Copy out every line in the records below that contains the word "black". Matching is case-sensitive.

★ ★ ★ ★ ★

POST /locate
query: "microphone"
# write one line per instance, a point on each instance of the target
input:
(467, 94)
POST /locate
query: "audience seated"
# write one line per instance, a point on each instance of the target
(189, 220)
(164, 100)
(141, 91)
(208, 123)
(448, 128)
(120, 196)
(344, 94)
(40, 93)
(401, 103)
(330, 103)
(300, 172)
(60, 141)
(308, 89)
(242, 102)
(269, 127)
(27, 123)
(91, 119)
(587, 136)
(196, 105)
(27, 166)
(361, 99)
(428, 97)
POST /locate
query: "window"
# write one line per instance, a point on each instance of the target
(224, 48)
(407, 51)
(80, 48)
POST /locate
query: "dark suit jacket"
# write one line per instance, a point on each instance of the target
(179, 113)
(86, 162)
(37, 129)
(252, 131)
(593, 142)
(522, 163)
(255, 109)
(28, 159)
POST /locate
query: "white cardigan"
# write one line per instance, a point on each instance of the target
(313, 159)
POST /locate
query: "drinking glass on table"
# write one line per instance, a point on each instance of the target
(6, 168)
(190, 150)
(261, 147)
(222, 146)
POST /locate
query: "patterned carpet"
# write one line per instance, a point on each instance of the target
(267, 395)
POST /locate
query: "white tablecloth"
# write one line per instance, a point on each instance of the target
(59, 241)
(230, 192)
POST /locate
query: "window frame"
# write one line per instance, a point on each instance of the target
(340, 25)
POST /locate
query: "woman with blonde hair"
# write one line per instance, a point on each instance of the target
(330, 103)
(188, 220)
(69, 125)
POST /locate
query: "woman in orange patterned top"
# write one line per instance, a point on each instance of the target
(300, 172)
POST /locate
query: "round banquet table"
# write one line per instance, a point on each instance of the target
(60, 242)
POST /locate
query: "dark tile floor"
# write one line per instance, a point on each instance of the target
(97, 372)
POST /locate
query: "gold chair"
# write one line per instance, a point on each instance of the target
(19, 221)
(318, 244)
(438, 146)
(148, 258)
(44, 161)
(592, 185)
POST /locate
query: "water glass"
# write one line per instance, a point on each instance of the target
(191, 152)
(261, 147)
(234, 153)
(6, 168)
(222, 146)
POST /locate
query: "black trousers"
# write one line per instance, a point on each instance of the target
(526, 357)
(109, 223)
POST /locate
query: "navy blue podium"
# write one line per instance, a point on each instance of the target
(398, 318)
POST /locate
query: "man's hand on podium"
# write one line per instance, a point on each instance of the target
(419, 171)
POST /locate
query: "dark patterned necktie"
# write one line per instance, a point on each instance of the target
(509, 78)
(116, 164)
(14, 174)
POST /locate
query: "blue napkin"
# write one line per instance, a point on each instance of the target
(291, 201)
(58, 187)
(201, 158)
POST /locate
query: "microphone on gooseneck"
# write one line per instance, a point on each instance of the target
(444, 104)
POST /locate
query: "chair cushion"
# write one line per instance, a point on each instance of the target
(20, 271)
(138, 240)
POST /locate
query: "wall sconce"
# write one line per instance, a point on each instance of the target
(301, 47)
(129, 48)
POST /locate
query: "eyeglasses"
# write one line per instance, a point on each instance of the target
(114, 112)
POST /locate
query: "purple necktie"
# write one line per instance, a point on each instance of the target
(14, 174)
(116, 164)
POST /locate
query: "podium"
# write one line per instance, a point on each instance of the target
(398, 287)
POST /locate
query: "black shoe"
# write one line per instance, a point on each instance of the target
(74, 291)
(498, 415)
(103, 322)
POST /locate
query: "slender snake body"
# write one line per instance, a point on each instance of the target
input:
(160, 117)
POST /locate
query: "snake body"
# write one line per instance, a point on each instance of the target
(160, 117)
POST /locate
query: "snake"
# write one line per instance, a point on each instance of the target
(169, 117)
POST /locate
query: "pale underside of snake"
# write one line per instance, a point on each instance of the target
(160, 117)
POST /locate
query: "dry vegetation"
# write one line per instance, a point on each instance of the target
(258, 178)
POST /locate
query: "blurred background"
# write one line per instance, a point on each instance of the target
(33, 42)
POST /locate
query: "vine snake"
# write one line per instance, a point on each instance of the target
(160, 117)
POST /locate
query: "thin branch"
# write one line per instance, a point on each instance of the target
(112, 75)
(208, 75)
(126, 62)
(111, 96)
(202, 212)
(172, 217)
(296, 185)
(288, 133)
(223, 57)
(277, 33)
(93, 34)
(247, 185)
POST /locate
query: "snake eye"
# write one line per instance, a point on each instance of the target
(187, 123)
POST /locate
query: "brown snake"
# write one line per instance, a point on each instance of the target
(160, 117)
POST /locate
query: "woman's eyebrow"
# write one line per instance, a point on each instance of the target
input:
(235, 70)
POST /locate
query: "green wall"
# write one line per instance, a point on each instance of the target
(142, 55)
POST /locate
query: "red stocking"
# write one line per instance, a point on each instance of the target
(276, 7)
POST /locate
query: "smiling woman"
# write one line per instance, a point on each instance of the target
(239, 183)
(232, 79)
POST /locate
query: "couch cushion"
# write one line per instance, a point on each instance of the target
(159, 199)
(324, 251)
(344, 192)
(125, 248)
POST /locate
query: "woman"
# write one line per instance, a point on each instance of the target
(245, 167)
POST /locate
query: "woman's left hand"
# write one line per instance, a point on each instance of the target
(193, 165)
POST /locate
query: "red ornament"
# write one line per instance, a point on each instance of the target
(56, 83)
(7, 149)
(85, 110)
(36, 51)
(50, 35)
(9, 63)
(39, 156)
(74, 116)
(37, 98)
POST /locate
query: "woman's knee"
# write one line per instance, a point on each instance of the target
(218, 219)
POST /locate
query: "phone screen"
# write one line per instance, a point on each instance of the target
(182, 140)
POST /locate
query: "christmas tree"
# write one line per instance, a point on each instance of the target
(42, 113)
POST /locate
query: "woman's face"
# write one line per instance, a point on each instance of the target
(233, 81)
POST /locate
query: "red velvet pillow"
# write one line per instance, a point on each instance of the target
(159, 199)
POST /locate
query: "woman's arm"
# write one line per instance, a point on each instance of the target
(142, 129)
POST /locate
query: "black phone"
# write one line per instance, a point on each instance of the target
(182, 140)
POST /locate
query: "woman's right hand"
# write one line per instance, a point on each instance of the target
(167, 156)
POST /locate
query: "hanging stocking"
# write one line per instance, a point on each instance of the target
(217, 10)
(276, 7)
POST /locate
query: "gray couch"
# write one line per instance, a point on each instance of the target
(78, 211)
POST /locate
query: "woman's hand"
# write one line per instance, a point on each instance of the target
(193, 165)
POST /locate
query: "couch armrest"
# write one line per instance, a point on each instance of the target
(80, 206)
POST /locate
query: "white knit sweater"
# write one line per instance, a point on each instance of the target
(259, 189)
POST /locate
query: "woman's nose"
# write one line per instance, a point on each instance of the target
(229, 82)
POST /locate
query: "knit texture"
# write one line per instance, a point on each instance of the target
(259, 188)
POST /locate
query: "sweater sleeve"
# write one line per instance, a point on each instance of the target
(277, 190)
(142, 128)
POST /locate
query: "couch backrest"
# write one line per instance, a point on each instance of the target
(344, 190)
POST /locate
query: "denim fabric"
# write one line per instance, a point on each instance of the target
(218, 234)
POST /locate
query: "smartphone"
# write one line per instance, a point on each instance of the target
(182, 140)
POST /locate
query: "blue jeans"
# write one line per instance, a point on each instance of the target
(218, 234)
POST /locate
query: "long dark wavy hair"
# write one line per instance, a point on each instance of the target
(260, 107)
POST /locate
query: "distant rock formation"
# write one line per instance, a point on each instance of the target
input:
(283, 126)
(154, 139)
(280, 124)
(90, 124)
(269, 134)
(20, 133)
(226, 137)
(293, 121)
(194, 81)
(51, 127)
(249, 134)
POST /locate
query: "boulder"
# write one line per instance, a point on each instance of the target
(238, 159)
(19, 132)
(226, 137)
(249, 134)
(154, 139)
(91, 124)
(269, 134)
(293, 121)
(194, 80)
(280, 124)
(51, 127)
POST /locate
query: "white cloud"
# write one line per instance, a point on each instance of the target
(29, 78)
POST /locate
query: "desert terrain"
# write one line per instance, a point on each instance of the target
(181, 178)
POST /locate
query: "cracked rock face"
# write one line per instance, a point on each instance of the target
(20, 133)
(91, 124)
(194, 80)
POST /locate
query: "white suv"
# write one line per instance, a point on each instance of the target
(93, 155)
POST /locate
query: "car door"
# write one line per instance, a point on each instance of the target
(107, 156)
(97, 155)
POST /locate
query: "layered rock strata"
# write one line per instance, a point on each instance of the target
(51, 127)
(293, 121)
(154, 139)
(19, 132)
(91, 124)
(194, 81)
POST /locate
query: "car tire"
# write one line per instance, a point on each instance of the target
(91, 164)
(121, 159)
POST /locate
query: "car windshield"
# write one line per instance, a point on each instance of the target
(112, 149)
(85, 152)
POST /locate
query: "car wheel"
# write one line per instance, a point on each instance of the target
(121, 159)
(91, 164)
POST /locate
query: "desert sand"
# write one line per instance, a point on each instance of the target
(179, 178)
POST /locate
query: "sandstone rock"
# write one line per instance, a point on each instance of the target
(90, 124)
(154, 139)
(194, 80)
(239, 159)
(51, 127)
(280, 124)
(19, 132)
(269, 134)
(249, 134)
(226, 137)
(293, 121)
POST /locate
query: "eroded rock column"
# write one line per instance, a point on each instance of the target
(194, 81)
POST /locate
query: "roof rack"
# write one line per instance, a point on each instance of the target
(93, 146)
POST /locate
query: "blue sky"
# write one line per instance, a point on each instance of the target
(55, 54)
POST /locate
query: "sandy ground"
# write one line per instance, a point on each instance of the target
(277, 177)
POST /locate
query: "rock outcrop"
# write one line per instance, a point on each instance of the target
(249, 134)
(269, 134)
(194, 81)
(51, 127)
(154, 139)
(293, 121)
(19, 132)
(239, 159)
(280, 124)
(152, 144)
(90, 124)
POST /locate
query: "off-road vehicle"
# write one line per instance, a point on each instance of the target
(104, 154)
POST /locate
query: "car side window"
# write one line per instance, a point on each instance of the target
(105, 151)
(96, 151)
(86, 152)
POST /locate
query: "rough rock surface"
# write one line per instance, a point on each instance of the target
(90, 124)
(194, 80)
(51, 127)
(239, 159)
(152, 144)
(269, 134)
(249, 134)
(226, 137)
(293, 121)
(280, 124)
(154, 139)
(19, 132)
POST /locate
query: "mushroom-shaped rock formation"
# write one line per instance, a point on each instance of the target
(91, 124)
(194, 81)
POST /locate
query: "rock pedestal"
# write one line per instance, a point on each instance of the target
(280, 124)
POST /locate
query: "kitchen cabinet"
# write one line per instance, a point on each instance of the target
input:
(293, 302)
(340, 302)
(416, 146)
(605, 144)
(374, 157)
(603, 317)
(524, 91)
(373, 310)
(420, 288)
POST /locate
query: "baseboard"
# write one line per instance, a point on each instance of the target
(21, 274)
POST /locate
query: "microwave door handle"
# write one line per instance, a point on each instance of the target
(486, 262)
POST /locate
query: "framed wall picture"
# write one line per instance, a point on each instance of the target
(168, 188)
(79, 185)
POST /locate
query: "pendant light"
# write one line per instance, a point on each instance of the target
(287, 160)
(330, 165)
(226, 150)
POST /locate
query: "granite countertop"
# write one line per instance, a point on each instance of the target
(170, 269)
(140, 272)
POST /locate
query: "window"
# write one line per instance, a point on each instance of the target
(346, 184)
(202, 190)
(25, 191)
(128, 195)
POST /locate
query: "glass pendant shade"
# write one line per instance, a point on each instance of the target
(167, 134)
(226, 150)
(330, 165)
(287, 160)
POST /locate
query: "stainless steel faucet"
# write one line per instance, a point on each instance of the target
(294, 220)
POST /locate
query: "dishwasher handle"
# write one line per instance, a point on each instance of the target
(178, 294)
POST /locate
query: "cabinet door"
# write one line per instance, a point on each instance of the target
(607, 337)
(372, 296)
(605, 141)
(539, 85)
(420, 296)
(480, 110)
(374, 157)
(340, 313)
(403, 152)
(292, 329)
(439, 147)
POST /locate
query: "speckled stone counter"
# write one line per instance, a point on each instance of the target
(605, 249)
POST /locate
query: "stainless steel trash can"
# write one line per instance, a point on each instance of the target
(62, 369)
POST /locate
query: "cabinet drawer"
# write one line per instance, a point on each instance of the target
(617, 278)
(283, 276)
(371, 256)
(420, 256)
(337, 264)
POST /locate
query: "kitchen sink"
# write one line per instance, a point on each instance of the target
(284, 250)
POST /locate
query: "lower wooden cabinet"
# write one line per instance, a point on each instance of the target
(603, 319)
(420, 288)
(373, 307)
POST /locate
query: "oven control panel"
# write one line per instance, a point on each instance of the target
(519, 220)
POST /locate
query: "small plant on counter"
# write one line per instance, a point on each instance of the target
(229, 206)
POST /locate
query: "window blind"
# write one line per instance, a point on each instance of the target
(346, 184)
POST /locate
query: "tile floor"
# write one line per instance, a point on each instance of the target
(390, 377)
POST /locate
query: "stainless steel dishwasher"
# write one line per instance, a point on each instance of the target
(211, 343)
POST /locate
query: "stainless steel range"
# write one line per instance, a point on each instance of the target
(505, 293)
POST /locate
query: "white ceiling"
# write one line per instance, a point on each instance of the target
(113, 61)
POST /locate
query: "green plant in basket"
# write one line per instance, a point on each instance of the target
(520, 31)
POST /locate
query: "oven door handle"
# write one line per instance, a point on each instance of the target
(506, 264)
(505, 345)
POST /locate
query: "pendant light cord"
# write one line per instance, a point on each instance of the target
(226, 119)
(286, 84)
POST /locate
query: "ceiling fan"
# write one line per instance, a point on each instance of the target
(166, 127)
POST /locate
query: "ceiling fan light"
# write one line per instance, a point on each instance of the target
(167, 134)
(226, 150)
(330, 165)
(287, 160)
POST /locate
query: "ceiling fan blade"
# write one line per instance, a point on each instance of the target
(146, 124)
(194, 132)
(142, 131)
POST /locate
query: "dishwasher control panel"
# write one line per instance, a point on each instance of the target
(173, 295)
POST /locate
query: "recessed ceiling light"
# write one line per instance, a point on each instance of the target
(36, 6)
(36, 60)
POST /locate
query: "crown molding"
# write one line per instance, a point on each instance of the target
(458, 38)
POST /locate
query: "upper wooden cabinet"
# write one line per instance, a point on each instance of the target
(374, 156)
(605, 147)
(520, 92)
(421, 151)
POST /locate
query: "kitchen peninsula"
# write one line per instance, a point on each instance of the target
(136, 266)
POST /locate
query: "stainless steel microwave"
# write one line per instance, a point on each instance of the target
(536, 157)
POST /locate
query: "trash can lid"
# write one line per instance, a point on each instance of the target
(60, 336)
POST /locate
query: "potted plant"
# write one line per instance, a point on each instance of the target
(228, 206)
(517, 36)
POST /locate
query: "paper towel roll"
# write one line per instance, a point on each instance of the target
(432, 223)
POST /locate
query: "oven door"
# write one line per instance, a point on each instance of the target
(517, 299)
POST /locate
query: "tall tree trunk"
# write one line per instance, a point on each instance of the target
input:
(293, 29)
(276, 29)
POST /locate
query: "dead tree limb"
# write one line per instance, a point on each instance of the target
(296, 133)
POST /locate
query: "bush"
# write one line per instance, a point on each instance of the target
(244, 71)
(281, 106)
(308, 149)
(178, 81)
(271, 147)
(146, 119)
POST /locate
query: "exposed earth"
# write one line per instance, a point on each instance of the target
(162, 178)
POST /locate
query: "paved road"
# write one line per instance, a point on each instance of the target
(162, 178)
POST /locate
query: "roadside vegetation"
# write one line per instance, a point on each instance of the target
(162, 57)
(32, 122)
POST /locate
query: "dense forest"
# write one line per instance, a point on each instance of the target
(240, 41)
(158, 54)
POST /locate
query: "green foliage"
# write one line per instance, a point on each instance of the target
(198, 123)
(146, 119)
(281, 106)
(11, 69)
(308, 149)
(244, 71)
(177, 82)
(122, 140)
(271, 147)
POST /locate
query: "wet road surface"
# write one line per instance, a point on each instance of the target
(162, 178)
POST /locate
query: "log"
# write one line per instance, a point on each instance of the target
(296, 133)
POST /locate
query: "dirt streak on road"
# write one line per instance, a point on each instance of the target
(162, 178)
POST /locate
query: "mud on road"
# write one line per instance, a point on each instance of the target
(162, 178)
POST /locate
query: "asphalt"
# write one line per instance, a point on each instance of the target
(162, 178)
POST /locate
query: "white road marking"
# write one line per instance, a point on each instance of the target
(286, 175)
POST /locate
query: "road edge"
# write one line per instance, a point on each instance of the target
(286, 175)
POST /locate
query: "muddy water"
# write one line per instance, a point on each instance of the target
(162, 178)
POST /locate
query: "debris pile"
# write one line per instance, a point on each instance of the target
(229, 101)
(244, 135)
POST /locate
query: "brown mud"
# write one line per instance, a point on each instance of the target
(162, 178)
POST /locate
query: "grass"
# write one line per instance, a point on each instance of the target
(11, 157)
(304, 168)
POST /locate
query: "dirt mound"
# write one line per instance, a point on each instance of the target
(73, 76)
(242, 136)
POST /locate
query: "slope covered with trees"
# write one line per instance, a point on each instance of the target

★ ★ ★ ★ ★

The solution:
query: "black trousers"
query: "black shoe"
query: "black phone"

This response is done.